• EXERCÍCIOS PROPOSTOS:
1/ Transcreva do texto sobre TV digital interativa o trecho que vai de "Vale lembrar que" até "e e-mails, etc.", inclusive.
2/ Com base no texto sobre TV digital interativa, responda:
(a) Segundo o IBGE, em que percentual dos lares a televisão já está presente?
(b) Em que data a Anatel regulamentou a banda larga via rede elétrica?
(c) De onde provêm os recursos do Fust?
3/ Prossiga o texto sobre TV digital interativa a partir do ponto em que ele termina.

Por Patrícia Maurício*
A britânica BBC não pretende aumentar seus investimentos em interatividade na TV digital. Seus esforços e investimentos crescentes estão concentrados na interatividade via internet. No Brasil, uma pergunta incômoda em tempos de convergência também vinha sendo se valia a pena desenvolver conteúdo e tecnologia para interatividade na televisão quando a internet já fazia isso – e ver TV via internet é cada vez mais uma realidade. A resposta típica para esta pergunta era a de que somos um país pobre e a internet de banda larga ainda demoraria a ser disseminada, enquanto que a televisão já está em 93,1% dos lares, de acordo com o IBGE. Mas, neste caso, ainda ficaria faltando garantir o canal de retorno para todos esses 93,1 % poderem interagir.
Crucial para a interatividade existir, este canal de retorno do telespectador para a emissora pode ser via telefone fixo (presente em 55,2% dos domicílios), telefone celular ou internet, inclusive por banda larga via rede elétrica – que ainda não é considerada ideal por alguns técnicos, mas acaba de ser regulamentada pela Anatel (em 13 de abril) e espera regulamentação pela Aneel. Movimentos que lutam pela democratização das comunicações vêm defendendo o uso do Fust (Fundo de Universalização dos Serviços de Telecomunicações, proveniente da cobrança de 1% da conta telefônica) para levar banda larga a todos os municípios do Brasil, permitindo que este canal de retorno seja via internet. Mas não há indicação alguma de que isso venha a acontecer.
Enquanto não temos bola de cristal, nem, o que seria um bom substituto, uma política clara por parte do governo em relação à TV digital interativa, além de incentivos públicos à produção de conteúdo para ela (como veremos adiante), a resposta está no mercado. Embora possa haver mudanças no quadro por qualquer decisão que venha a ser tomada pelo governo ou uma nova visão por parte das empresas (o que não parece provável), os projetos de emissoras de TV e produtoras independentes de vídeo devem dar o tom do conteúdo da TV digital. Fomos ouvir emissoras, produtores independentes de vídeo representativos do segmento, governo, academia e fabricantes de equipamentos, quase todos aparecendo com nome e sobrenome nesta reportagem, outros falando em off, para ter uma idéia do que nos espera no futuro próximo. Haverá interatividade na programação ou ficaremos apenas com os benefícios de som e imagem de alta qualidade? O que diz e o que está de fato fazendo quem produz conteúdo para televisão no Brasil? Quais são os seus planos para a interatividade?
Vale lembrar que a interatividade se divide em local e plena. A local permite que o telespectador interaja com conteúdos previamente armazenados pela emissora, como o acesso a um texto que dê mais informações sobre uma notícia dada e vídeos adicionais que dêem mais detalhes, por exemplo, sobre a rotina de um animal num programa sobre vida selvagem (ou o exemplo mais fácil e barato de produzir, a disponibilização das imagens captada por outras câmeras durante um jogo de futebol ao vivo para o telespectador escolher); e a interatividade plena permite que o telespectador interfira na programação que está sendo enviada para todos, votando, enviando informações e e-mails, etc.

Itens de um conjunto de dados
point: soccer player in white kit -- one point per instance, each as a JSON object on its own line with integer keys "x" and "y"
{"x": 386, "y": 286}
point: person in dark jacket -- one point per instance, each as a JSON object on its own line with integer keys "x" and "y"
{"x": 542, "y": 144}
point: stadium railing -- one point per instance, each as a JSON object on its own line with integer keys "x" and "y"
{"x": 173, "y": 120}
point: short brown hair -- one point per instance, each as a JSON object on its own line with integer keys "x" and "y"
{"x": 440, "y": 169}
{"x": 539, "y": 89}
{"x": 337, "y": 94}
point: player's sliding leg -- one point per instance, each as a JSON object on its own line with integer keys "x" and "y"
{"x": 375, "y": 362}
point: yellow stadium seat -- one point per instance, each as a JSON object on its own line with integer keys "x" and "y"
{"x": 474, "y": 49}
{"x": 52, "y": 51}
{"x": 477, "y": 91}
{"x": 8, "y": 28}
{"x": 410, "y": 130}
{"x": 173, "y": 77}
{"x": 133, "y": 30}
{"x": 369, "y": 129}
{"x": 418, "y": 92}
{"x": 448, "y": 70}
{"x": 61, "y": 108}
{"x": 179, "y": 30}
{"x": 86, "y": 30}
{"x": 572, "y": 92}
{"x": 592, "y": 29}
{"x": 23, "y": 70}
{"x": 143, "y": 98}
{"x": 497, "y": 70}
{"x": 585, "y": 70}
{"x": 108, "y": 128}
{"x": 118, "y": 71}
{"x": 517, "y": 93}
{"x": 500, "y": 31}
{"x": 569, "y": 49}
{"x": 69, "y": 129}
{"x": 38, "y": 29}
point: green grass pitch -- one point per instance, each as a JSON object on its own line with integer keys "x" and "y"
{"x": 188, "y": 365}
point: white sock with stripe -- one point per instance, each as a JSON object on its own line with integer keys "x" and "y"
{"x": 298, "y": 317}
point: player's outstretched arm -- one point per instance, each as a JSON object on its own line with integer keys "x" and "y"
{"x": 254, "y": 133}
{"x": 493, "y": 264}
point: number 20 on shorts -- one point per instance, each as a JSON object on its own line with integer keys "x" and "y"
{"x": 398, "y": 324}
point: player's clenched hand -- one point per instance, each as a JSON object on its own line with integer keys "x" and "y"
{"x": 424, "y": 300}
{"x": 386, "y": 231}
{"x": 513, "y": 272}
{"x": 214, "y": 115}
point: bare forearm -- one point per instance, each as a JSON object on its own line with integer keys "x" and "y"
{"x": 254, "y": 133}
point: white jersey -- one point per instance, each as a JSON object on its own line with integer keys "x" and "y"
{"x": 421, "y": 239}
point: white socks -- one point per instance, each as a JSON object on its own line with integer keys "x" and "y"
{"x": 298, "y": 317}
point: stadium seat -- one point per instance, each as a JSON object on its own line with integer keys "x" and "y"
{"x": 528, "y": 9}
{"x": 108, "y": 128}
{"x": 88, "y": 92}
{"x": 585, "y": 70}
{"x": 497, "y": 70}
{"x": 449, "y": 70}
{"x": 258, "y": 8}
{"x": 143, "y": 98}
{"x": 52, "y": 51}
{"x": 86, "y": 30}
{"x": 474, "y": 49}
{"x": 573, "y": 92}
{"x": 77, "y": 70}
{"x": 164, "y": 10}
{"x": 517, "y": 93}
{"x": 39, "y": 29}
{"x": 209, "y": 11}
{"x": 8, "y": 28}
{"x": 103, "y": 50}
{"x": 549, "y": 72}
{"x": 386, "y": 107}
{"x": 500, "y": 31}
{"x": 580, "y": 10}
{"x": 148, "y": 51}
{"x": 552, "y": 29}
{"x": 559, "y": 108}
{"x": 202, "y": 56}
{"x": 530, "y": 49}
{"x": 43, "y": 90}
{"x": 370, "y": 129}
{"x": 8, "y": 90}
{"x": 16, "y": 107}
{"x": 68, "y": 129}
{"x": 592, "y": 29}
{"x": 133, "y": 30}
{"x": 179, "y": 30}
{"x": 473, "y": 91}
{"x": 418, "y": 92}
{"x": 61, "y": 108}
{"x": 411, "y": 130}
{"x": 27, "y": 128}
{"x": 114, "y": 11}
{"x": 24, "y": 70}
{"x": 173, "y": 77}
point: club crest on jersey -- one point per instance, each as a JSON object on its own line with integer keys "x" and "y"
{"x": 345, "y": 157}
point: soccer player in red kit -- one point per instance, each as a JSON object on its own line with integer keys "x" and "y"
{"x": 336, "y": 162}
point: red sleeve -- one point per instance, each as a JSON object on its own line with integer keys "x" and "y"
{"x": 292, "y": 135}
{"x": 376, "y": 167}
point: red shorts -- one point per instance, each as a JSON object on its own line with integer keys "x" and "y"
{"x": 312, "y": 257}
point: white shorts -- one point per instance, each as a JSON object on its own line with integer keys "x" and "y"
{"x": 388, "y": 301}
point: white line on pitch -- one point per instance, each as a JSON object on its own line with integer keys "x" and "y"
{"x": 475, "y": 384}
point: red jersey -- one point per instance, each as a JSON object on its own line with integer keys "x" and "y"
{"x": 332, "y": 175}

• RESPOSTAS:
1/
Vale lembrar que a interatividade se divide em local e plena. A local permite que o telespectador interaja com conteúdos previamente armazenados pela emissora, como o acesso a um texto que dê mais informações sobre uma notícia dada e vídeos adicionais que dêem mais detalhes, por exemplo, sobre a rotina de um animal num programa sobre vida selvagem (ou o exemplo mais fácil e barato de produzir, a disponibilização das imagens captada por outras câmeras durante um jogo de futebol ao vivo para o telespectador escolher); e a interatividade plena permite que o telespectador interfira na programação que está sendo enviada para todos, votando, enviando informações e e-mails, etc.

2/
(a) Em 93,1% dos lares.
(b) Em 13 de abril.
(c) Da cobrança de 1% da conta telefônica.

3/
Como vai o Ginga, que vai permitir a interatividade
Em julho de 2007 os criadores do Ginga fizeram um evento para demonstrar publicamente que o middleware já estava totalmente pronto e poderia ser usado. O fato de até hoje ele não estar homologado, ou seja, autorizado a vir embutido nos televisores ou nos conversores para permitir a interatividade, parece mostrar que não há interesse do governo (leia-se Ministério das Comunicações, leia-se ministro Hélio Costa) em colocar o componente brasileiro naquilo que chamam de modelo nipo-brasileiro de TV digital. A impressão que este comportamento passa é de que a interatividade também não interessa tanto ao governo (leia-se Ministério das Comunicações, leia-se ministro Hélio Costa), dada a demora em todo este processo.
O coordenador do Laboratório TeleMídia da PUC-Rio, Luiz Fernando Gomes Soares, é criador do Ginga junto com seu ex-orientado Guido Lemos, da UFPB. Luiz Fernando se disse preocupado com a demora, mas evita criticar quem quer que seja por ela. Ele explica que, tecnicamente, o Ginga está totalmente pronto há mais de um ano. Para dispositivos portáteis o middleware já pode ser usado, pois eles usam apenas o Ginga-NCL. Mas para os fixos, ou seja, televisores de casa, o Ginga-J também é usado, e ele inclui componentes que têm propriedade intelectual não pertencente ao Brasil. Segundo Luiz Fernando, tanto a questão jurídica que envolve a descoberta de quem tem a propriedade intelectual e a negociação sobre seu custo quanto a substituição desses componentes por outros sem propriedade intelectual passam pelo Fórum do Sistema Brasileiro de TV Digital Terrestre (SBTVD), que reúne emissoras, indústrias de equipamentos de transmissão, recepção, empresas de software e o setor acadêmico. O professor da PUC não tem previsão de quando esta questão será resolvida no Fórum.
*Patrícia Maurício é professora agregada do curso de Comunicação Social da Pontifícia Universidade Católica do Rio de Janeiro e doutoranda em Comunicação e Cultura na UFRJ, com o projeto "TV Digital: conflitos antigos no nascimento de uma nova mídia no Brasil". E-mail: patriciamauricio@uol.com.br.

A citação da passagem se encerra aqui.